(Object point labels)

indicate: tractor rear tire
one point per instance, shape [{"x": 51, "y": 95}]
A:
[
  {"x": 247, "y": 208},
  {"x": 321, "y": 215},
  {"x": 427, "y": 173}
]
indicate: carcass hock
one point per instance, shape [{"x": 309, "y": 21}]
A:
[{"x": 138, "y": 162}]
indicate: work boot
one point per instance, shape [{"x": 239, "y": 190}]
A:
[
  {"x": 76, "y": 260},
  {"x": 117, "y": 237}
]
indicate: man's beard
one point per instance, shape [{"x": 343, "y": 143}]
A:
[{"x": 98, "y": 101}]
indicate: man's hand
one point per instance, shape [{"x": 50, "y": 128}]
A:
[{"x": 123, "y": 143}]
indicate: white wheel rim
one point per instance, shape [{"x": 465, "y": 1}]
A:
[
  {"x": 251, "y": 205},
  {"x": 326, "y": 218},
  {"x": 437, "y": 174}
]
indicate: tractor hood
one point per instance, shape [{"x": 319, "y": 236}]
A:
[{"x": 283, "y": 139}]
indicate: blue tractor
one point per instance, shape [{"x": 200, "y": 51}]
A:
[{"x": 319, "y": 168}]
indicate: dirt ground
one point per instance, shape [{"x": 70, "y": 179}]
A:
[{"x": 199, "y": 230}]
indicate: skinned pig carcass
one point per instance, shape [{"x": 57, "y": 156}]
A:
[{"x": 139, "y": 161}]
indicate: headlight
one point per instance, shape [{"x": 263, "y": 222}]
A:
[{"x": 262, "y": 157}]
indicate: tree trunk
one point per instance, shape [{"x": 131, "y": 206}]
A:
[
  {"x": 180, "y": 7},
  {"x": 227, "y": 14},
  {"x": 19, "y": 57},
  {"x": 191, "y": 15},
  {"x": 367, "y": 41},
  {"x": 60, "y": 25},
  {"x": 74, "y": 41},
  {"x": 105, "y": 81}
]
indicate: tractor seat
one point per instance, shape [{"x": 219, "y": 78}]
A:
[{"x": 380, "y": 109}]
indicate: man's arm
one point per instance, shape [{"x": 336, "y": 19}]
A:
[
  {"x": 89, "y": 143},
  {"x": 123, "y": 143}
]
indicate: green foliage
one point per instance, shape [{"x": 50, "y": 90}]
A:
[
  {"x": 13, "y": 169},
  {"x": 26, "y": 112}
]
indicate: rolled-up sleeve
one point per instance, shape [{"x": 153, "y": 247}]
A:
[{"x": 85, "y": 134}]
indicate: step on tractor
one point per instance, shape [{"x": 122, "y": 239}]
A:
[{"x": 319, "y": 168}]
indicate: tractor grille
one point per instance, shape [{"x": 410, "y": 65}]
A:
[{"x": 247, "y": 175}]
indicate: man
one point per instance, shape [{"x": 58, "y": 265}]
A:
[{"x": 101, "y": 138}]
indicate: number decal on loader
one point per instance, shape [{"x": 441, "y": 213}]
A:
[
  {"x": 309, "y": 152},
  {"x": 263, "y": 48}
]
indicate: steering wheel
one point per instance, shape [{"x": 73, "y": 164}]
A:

TASK PROMPT.
Reproduce every entry above verbatim, keeping each line unchanged and in its original order.

ANSWER FOR THE TASK.
indicate: tractor rear tire
one point per instance, shape [{"x": 51, "y": 95}]
A:
[
  {"x": 247, "y": 208},
  {"x": 321, "y": 215},
  {"x": 427, "y": 173}
]
indicate: carcass hock
one point per instance, shape [{"x": 309, "y": 21}]
A:
[{"x": 138, "y": 162}]
indicate: work boot
one point per instance, shape [{"x": 239, "y": 190}]
A:
[
  {"x": 76, "y": 260},
  {"x": 117, "y": 237}
]
indicate: man's beard
one point per instance, shape [{"x": 343, "y": 143}]
A:
[{"x": 98, "y": 101}]
indicate: man's hand
one point per instance, shape [{"x": 50, "y": 128}]
A:
[{"x": 123, "y": 143}]
indicate: white wheel rim
one point per instance, shape [{"x": 465, "y": 1}]
A:
[
  {"x": 251, "y": 205},
  {"x": 326, "y": 218},
  {"x": 437, "y": 174}
]
indicate: tractor hood
one point per instance, shape [{"x": 319, "y": 236}]
A:
[{"x": 283, "y": 139}]
indicate: blue tractor
one point per instance, shape [{"x": 200, "y": 51}]
A:
[{"x": 319, "y": 168}]
indicate: dirt ground
one point per instance, shape [{"x": 70, "y": 179}]
A:
[{"x": 199, "y": 230}]
indicate: skinned pig carcass
one point per instance, shape [{"x": 57, "y": 156}]
A:
[{"x": 139, "y": 161}]
indicate: headlight
one point per instance, shape [{"x": 263, "y": 222}]
A:
[{"x": 262, "y": 157}]
indicate: tree trunk
one point per instance, shape [{"x": 131, "y": 206}]
A:
[
  {"x": 180, "y": 7},
  {"x": 227, "y": 14},
  {"x": 19, "y": 57},
  {"x": 191, "y": 15},
  {"x": 367, "y": 41},
  {"x": 60, "y": 25},
  {"x": 74, "y": 41},
  {"x": 105, "y": 81}
]
indicate: tractor seat
one point per instance, shape [{"x": 219, "y": 78}]
A:
[{"x": 380, "y": 109}]
indicate: man's arm
one point per instance, shape [{"x": 336, "y": 19}]
A:
[
  {"x": 89, "y": 143},
  {"x": 123, "y": 143}
]
indicate: green foliage
one point per instance, shape [{"x": 50, "y": 90}]
A:
[
  {"x": 13, "y": 169},
  {"x": 26, "y": 112}
]
indicate: rolled-up sleeve
one point per instance, shape [{"x": 153, "y": 247}]
A:
[{"x": 85, "y": 134}]
indicate: step on tractor
one point per instance, shape [{"x": 122, "y": 239}]
A:
[{"x": 319, "y": 168}]
indicate: tractor grille
one point per instance, shape [{"x": 410, "y": 65}]
A:
[{"x": 247, "y": 175}]
indicate: man
one point per instance, shape [{"x": 58, "y": 265}]
A:
[{"x": 101, "y": 138}]
indicate: number decal on loader
one point per instance, shape [{"x": 441, "y": 213}]
A:
[
  {"x": 309, "y": 152},
  {"x": 263, "y": 48}
]
indicate: steering wheel
one point per instance, shape [{"x": 73, "y": 164}]
A:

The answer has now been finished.